───── Verilen metin ─────

Türkiye'nin en iyi haber sitesi
YÜKSEL AYTUĞ

Tuvaldeki en kara renk

Bedri Baykam olayını haber bültenlerinde izlemişsinizdir. Şimdi herkes aynı klişenin üzerinde tepinecek: "İnsanlık ölmüş kardeşşş!" Bedri Baykam yardım isterken, arabasının kapısını kilitleyip kaçan gri aracın sürücüsü bulunup medyada linç edilecek.
Peki tek suçlu (!) o mu? Baykam, dakikalar boyunca eli karnında çığlık atarken yanına kaç kişi geldi? Gün ortasında Akatlar gibi 'şehrin göbeğinde' herkes, olan biteni seyretmiyor muydu?

─────

### [Alıştırma görevi a]
Bedri Baykam olayıyla ilgili yazıya göre şu soruları cevaplayın:
(i) Baykam yardım isterken kapısını kilitleyip kaçan aracın rengi neydi?
(ii) Baykam dakikalar boyunca çığlık atarken eli neredeydi?
(iii) Yazıda olayın yaşandığı yer olarak hangi semt geçiyor?
Metinle kayıtlar arasında herhangi bir ilişki yoktur.

───── Verilen veriler ─────

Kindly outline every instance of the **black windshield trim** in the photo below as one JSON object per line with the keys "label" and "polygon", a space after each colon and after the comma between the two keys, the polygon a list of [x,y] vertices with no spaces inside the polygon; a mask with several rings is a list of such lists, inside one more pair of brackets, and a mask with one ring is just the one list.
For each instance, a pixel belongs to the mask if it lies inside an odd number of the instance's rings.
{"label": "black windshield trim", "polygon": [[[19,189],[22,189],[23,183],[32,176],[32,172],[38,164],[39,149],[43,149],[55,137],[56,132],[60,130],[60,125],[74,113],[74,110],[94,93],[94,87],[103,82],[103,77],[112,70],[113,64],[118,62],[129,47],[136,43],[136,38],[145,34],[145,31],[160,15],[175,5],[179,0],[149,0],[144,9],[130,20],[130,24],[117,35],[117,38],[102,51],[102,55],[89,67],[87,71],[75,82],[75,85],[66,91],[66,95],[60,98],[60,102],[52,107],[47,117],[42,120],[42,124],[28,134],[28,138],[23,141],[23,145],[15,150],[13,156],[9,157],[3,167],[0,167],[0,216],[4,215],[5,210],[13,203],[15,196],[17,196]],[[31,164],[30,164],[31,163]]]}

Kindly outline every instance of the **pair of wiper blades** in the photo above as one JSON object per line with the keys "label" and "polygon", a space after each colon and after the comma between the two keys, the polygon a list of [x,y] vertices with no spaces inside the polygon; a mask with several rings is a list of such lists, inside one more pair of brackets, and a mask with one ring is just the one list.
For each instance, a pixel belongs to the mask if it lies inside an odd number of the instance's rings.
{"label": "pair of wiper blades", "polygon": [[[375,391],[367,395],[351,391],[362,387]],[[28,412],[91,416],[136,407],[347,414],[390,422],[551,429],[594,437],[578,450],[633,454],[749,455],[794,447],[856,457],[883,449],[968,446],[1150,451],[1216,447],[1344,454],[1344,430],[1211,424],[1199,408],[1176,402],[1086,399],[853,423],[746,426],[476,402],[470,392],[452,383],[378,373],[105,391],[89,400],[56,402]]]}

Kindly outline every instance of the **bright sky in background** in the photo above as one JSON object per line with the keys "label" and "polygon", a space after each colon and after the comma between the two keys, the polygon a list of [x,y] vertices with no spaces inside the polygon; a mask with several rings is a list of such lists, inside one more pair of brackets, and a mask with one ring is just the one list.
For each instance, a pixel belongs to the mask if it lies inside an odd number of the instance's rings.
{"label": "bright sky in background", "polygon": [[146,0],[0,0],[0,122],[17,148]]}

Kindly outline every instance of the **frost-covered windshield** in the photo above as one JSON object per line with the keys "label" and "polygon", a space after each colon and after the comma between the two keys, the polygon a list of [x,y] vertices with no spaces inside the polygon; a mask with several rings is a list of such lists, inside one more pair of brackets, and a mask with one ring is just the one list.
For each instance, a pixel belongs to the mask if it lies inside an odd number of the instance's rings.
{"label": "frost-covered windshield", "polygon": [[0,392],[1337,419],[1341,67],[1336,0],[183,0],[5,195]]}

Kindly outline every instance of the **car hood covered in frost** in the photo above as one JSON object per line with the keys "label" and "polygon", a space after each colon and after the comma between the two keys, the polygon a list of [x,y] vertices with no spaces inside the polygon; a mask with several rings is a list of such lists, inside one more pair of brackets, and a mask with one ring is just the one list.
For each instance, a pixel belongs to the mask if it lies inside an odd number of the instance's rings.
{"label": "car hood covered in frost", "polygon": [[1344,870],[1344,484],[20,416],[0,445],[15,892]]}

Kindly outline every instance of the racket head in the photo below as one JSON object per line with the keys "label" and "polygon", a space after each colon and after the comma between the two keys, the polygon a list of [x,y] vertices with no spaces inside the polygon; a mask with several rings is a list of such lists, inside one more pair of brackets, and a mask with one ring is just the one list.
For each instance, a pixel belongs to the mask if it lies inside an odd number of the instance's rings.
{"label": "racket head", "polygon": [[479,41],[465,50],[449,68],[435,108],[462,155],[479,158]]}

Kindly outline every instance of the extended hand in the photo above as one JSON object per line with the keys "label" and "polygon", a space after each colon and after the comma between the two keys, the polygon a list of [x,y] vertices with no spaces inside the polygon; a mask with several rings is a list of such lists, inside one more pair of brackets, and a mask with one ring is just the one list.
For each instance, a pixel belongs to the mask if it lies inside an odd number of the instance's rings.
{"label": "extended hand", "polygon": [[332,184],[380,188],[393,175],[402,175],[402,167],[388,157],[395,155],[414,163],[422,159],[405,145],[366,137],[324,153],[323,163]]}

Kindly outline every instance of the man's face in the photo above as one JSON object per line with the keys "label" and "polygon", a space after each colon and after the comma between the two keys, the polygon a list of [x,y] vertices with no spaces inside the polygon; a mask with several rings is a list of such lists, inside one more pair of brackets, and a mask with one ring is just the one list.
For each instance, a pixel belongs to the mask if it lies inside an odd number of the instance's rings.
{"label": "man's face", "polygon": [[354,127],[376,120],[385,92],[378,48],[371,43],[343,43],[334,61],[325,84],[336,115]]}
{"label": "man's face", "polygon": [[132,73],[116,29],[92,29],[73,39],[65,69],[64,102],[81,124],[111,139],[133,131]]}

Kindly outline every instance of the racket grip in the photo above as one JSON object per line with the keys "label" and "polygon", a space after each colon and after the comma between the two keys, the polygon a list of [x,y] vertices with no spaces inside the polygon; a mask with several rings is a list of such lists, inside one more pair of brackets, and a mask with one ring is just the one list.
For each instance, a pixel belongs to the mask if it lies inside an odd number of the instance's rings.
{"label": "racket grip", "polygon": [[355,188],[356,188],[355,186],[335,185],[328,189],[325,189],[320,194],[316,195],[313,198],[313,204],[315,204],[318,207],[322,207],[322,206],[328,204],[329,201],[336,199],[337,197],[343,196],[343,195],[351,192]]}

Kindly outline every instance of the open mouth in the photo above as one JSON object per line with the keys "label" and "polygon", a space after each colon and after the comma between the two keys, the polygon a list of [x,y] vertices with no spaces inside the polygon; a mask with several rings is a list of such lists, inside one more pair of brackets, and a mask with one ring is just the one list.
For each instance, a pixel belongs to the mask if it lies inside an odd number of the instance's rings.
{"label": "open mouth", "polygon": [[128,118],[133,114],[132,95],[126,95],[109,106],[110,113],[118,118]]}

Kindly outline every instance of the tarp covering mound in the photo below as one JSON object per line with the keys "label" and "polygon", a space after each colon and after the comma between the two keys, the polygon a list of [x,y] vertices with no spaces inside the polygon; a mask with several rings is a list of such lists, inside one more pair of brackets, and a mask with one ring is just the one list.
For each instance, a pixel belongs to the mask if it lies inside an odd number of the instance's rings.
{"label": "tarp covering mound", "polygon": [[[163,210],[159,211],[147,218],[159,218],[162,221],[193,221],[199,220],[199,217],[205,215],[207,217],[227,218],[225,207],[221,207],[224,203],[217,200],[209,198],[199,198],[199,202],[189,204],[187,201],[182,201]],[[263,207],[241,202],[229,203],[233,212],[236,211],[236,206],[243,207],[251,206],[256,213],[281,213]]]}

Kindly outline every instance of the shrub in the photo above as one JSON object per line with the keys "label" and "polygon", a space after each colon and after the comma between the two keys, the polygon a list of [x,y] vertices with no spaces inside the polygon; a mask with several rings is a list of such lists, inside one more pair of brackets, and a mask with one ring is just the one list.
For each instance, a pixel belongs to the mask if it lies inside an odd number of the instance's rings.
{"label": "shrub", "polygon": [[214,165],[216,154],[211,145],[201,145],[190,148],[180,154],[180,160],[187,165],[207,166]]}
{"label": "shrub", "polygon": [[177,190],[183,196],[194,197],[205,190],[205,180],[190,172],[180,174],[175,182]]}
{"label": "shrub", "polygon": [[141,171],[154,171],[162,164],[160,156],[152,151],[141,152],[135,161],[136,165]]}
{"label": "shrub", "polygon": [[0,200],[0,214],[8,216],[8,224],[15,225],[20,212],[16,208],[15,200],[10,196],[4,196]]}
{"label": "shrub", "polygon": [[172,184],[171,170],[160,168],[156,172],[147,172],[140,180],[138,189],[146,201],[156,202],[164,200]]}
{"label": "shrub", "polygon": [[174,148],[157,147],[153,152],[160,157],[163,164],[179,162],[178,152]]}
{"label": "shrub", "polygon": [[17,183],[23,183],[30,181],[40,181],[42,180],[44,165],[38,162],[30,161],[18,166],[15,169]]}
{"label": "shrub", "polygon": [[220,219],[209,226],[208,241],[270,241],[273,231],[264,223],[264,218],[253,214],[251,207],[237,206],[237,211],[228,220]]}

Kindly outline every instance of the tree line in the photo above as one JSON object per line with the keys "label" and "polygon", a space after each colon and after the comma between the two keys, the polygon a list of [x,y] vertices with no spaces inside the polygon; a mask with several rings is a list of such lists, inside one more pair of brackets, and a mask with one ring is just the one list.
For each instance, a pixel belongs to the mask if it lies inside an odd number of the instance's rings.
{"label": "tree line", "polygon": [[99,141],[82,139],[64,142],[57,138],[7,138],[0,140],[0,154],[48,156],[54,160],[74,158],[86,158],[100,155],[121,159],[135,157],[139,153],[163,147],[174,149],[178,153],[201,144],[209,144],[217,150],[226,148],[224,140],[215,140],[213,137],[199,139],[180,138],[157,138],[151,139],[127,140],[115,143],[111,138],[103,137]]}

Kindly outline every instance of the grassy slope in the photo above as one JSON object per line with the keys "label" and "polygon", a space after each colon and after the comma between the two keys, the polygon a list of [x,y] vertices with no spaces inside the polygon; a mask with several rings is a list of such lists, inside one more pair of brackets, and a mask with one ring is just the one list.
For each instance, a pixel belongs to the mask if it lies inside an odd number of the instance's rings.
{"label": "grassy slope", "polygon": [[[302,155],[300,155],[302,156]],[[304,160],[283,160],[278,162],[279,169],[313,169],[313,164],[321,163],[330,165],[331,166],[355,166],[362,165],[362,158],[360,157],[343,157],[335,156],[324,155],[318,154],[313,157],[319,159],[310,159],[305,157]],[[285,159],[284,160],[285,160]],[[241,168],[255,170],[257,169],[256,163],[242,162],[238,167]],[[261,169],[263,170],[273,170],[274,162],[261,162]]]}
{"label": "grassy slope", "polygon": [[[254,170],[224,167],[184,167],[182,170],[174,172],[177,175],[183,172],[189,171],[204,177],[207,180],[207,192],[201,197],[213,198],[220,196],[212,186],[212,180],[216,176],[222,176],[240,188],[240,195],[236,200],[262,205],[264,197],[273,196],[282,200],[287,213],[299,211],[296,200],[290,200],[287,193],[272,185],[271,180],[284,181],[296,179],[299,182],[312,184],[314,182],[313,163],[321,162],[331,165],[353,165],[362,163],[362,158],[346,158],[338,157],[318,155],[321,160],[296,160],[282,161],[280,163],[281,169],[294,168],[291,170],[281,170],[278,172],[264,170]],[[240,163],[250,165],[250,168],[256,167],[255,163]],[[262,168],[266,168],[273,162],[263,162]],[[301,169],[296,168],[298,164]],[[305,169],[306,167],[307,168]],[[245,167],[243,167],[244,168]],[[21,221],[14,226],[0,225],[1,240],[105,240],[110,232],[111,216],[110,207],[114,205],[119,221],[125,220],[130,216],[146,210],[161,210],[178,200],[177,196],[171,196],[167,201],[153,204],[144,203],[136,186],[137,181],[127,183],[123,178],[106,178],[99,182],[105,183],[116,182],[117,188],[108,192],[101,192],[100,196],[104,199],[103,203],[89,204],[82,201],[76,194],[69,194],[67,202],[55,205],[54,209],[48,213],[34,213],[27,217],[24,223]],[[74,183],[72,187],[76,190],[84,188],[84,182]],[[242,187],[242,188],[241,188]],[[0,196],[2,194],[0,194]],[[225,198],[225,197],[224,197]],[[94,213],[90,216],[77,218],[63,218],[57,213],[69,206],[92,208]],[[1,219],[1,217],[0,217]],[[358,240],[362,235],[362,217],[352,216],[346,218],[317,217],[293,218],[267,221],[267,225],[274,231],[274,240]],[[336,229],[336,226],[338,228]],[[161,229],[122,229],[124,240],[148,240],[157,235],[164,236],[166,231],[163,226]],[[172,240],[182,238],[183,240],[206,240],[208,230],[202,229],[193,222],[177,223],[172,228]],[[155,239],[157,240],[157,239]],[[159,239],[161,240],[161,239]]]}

─────

### [Alıştırma görevi b]
Kayıtlarda "extended" sözcüğünün geçtiği satırları sayın ve yalnızca bu sayıyı yazın.

### [Cevap a]
(i) Gri
(ii) Karnında
(iii) Akatlar

### [Cevap b]
2